[Stored dataset items]
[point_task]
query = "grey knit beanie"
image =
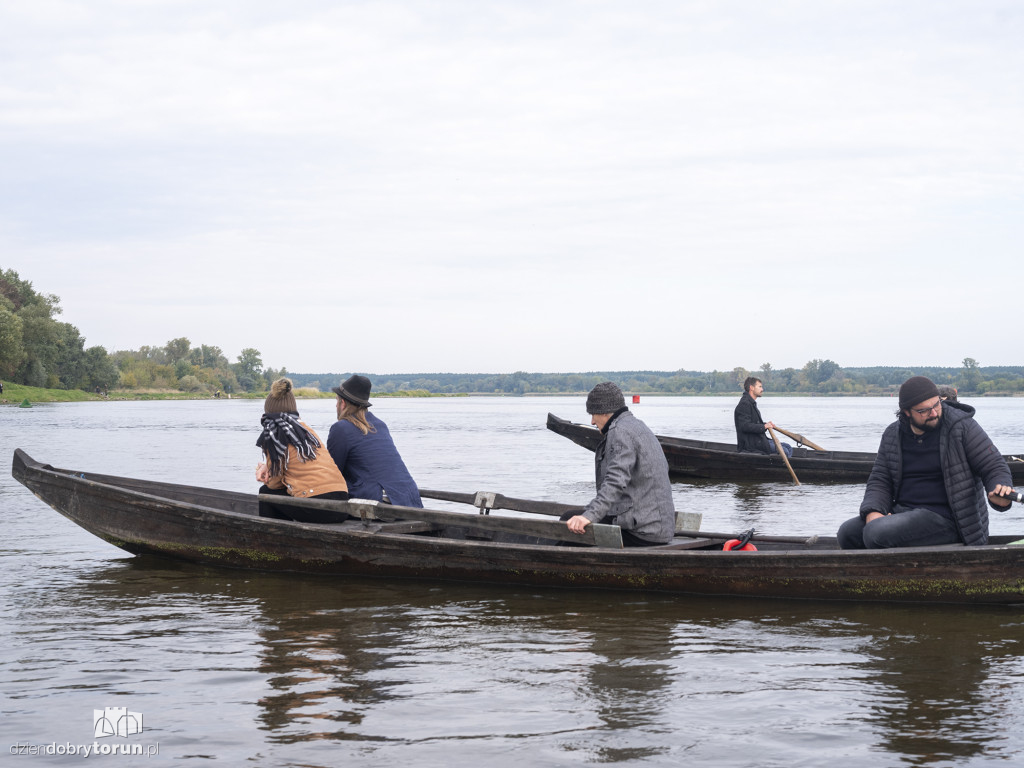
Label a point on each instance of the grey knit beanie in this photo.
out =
(605, 398)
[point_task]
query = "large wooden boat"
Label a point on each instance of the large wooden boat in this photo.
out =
(220, 527)
(702, 459)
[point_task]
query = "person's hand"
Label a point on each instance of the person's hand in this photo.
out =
(578, 524)
(998, 496)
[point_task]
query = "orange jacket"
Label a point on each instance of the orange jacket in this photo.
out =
(309, 478)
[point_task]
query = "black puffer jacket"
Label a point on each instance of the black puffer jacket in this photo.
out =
(750, 426)
(971, 465)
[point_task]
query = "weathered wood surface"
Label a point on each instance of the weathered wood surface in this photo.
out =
(222, 528)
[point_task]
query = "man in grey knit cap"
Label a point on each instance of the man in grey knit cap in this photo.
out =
(633, 486)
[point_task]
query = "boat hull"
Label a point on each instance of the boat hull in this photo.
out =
(215, 527)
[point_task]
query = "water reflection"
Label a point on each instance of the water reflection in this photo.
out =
(949, 681)
(370, 667)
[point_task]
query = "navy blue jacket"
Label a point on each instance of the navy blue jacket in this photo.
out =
(371, 463)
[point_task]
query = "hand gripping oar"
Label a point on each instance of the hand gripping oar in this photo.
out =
(778, 446)
(1019, 498)
(801, 440)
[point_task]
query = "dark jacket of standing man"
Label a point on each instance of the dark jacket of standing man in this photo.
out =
(934, 478)
(633, 486)
(751, 427)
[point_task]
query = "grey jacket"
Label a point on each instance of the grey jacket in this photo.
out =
(971, 466)
(633, 481)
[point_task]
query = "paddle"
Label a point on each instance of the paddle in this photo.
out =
(778, 446)
(799, 438)
(596, 535)
(487, 501)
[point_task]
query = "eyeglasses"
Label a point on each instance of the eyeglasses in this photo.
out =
(928, 411)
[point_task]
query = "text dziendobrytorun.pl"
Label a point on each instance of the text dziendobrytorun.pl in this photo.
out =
(86, 751)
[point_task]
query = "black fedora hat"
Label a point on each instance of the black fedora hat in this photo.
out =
(355, 389)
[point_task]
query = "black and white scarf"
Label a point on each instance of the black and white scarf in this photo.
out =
(280, 431)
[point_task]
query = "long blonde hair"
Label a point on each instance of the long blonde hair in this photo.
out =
(355, 415)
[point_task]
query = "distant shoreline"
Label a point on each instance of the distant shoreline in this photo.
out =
(14, 394)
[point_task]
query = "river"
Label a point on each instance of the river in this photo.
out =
(263, 670)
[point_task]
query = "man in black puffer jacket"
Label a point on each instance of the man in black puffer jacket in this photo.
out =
(934, 478)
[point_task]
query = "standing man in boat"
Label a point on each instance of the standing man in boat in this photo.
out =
(751, 426)
(633, 487)
(934, 478)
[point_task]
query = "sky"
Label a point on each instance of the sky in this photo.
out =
(398, 186)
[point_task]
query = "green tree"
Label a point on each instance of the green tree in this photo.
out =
(249, 370)
(971, 375)
(11, 350)
(177, 349)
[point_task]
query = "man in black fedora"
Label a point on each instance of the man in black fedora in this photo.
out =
(934, 479)
(361, 446)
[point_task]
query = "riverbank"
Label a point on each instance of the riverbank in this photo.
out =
(14, 394)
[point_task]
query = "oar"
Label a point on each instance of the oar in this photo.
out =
(799, 438)
(596, 535)
(778, 446)
(486, 501)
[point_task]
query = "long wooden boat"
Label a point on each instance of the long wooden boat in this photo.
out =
(704, 459)
(220, 527)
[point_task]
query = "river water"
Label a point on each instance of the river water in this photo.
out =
(261, 670)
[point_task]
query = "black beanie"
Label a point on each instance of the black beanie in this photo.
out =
(916, 389)
(605, 398)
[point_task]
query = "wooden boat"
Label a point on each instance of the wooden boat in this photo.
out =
(702, 459)
(220, 527)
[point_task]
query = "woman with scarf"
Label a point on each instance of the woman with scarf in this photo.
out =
(297, 463)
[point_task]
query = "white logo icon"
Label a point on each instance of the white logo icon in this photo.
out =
(116, 721)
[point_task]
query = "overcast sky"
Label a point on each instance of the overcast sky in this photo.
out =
(548, 186)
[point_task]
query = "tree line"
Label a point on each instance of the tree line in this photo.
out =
(38, 349)
(816, 377)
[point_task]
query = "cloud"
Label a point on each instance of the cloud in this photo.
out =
(509, 186)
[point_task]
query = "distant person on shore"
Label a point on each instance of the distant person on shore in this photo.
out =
(296, 462)
(633, 487)
(361, 448)
(751, 426)
(934, 479)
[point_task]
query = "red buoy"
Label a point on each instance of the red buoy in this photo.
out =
(731, 546)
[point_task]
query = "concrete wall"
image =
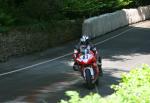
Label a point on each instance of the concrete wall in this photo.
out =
(102, 24)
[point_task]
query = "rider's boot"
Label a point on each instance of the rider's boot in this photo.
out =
(99, 63)
(75, 67)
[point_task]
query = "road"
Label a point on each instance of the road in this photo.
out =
(44, 77)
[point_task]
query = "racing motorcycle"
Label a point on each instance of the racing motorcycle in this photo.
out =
(87, 65)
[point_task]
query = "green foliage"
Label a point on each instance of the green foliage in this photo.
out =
(134, 87)
(5, 19)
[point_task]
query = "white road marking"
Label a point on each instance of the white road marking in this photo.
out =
(34, 65)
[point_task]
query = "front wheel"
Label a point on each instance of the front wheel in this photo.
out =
(88, 78)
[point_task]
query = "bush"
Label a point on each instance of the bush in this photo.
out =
(133, 88)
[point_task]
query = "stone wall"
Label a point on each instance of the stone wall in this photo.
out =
(103, 24)
(21, 41)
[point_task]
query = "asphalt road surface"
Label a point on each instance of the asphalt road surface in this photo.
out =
(44, 77)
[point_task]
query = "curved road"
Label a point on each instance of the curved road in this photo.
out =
(44, 77)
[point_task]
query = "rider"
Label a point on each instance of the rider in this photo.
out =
(84, 41)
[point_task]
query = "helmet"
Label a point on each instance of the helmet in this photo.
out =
(84, 40)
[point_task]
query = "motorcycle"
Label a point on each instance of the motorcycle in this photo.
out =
(88, 67)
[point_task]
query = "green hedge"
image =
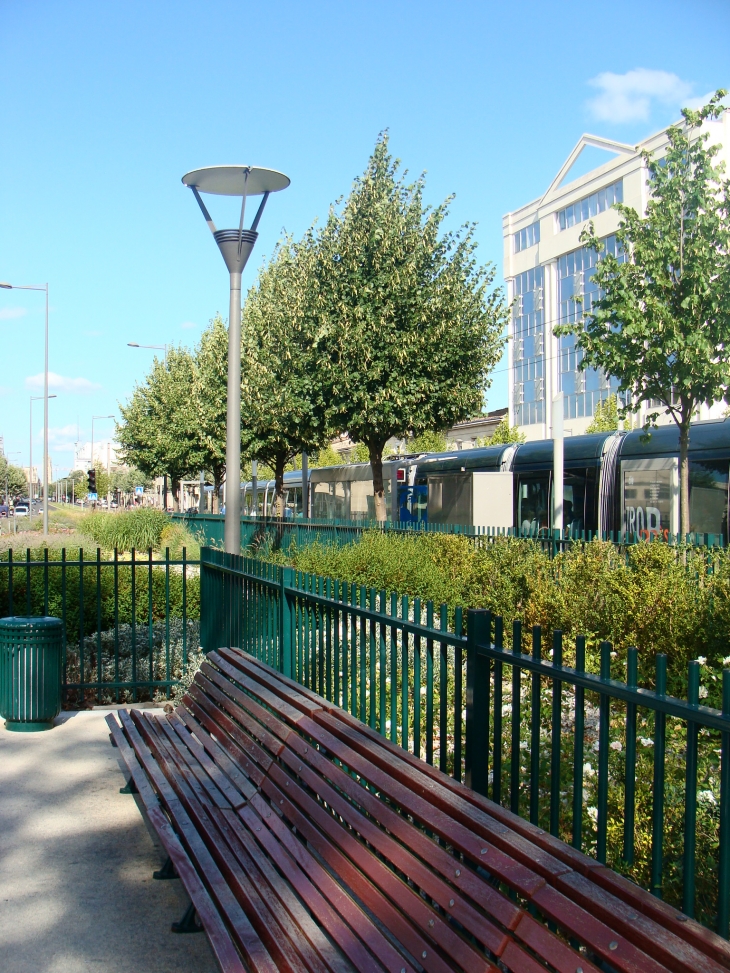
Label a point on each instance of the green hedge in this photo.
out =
(656, 597)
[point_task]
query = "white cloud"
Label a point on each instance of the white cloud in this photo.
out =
(629, 97)
(10, 313)
(61, 383)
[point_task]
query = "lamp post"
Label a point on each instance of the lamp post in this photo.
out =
(235, 247)
(40, 287)
(93, 419)
(37, 398)
(133, 344)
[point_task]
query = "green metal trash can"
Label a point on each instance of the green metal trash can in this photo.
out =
(30, 672)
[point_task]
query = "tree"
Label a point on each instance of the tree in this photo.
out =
(12, 479)
(606, 416)
(406, 325)
(284, 403)
(158, 432)
(662, 326)
(504, 434)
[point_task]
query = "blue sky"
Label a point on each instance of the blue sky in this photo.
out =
(103, 107)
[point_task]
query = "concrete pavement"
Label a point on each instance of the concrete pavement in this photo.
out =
(76, 862)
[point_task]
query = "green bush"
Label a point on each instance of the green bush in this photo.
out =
(140, 529)
(75, 599)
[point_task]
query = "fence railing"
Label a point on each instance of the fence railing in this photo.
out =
(628, 774)
(129, 622)
(261, 532)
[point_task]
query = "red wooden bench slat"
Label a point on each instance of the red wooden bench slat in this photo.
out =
(253, 950)
(220, 941)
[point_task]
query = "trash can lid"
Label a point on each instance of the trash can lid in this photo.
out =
(30, 621)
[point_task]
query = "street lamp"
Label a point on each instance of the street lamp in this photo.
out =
(133, 344)
(235, 247)
(40, 287)
(93, 418)
(37, 398)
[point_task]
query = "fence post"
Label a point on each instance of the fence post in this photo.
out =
(479, 623)
(286, 622)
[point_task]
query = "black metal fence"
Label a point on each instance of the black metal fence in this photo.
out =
(130, 623)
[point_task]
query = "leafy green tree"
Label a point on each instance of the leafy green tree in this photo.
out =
(662, 327)
(284, 404)
(12, 479)
(405, 321)
(503, 434)
(606, 416)
(158, 432)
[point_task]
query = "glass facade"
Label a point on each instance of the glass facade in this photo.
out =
(528, 349)
(590, 206)
(577, 294)
(527, 237)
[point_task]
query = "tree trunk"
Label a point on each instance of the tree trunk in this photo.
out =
(684, 475)
(375, 449)
(279, 485)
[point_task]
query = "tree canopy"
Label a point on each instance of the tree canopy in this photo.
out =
(662, 325)
(406, 323)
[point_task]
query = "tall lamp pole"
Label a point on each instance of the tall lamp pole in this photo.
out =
(235, 247)
(40, 287)
(37, 398)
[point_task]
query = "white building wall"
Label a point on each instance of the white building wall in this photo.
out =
(627, 165)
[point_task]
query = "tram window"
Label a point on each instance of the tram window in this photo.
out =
(533, 504)
(647, 501)
(708, 486)
(449, 499)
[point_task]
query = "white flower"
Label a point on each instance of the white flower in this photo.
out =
(707, 797)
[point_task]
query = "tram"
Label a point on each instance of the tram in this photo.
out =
(611, 482)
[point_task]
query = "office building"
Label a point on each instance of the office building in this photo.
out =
(549, 277)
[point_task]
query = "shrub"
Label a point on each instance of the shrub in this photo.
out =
(140, 529)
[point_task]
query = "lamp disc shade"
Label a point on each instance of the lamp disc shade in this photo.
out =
(231, 180)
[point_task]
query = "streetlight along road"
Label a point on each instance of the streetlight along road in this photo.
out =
(37, 398)
(40, 287)
(235, 247)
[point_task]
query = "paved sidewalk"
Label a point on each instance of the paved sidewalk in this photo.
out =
(76, 862)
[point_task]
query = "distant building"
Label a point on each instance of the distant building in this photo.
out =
(105, 455)
(549, 276)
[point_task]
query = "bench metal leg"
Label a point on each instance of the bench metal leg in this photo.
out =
(167, 871)
(189, 922)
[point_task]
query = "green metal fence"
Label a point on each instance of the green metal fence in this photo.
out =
(637, 778)
(129, 622)
(259, 533)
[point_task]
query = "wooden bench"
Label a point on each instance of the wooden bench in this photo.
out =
(307, 842)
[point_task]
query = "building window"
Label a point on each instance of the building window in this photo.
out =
(528, 348)
(590, 206)
(527, 237)
(577, 294)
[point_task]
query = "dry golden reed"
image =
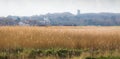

§ Activity
Starting from the records above, copy each line where the string "motorcycle" is found.

§ Solution for this task
query = "racing motorcycle"
Label a point on each instance of the racing motorcycle in this photo.
query = "motorcycle"
Label a point on each instance of the motorcycle in this photo.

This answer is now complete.